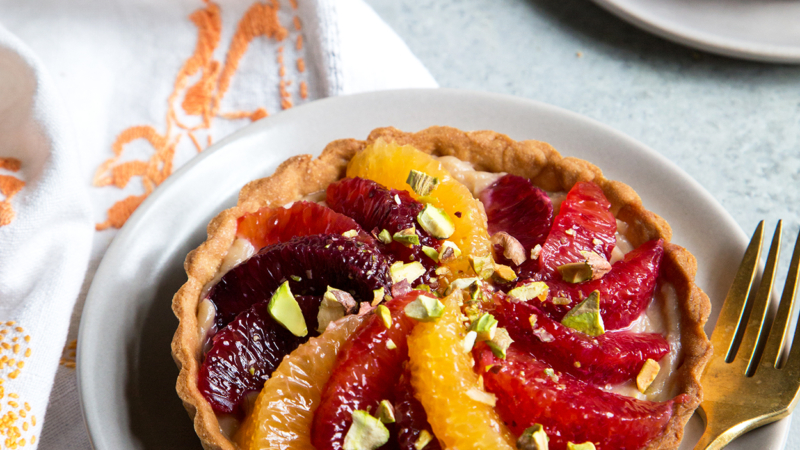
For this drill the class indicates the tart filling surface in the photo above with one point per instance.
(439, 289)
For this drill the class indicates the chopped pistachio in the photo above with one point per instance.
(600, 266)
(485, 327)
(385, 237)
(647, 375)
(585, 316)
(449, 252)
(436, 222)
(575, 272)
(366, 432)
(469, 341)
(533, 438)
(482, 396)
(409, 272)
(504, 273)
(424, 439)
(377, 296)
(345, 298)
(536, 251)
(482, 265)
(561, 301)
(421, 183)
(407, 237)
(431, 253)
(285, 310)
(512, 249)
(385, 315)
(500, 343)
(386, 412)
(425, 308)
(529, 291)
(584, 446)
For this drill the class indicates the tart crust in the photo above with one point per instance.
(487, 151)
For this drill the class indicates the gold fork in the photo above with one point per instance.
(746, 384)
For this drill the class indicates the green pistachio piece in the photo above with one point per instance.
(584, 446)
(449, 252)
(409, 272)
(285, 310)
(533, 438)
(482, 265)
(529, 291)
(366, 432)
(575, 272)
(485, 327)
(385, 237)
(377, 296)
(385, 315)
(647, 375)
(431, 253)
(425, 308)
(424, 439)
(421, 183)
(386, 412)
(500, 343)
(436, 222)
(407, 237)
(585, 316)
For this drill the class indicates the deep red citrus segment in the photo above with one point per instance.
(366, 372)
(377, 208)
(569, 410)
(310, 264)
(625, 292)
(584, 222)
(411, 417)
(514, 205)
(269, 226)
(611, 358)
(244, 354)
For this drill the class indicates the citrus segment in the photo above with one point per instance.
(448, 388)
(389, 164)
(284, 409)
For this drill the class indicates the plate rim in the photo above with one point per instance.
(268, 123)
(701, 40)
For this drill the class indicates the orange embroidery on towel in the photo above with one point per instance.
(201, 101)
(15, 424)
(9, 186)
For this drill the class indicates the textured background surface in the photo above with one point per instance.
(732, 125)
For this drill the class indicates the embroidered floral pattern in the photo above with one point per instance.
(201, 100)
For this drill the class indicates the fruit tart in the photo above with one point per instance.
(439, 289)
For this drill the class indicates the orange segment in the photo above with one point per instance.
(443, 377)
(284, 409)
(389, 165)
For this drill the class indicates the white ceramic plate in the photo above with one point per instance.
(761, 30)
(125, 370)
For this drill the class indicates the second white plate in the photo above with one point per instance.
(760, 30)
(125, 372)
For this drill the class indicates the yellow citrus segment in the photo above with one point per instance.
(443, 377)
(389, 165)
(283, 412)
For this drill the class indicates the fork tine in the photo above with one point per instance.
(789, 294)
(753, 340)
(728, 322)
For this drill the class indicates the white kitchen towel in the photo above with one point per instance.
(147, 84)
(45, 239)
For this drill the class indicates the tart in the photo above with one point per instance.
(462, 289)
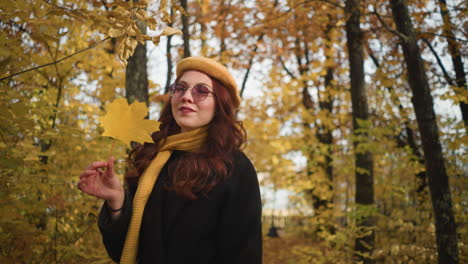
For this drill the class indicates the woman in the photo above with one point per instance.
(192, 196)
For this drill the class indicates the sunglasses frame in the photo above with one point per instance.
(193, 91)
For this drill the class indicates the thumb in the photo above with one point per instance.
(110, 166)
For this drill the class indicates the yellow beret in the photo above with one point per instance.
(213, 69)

## [Work item]
After locating the line containing "For this drill the class indicates the thumb", give that line and every later line of the listing again exactly, up to and including the last.

## [Written answer]
For this drill the class indicates the thumb in the photo above with one point per instance.
(110, 166)
For this drill the class indicates the yellow beret in the photo above with one point per instance.
(213, 69)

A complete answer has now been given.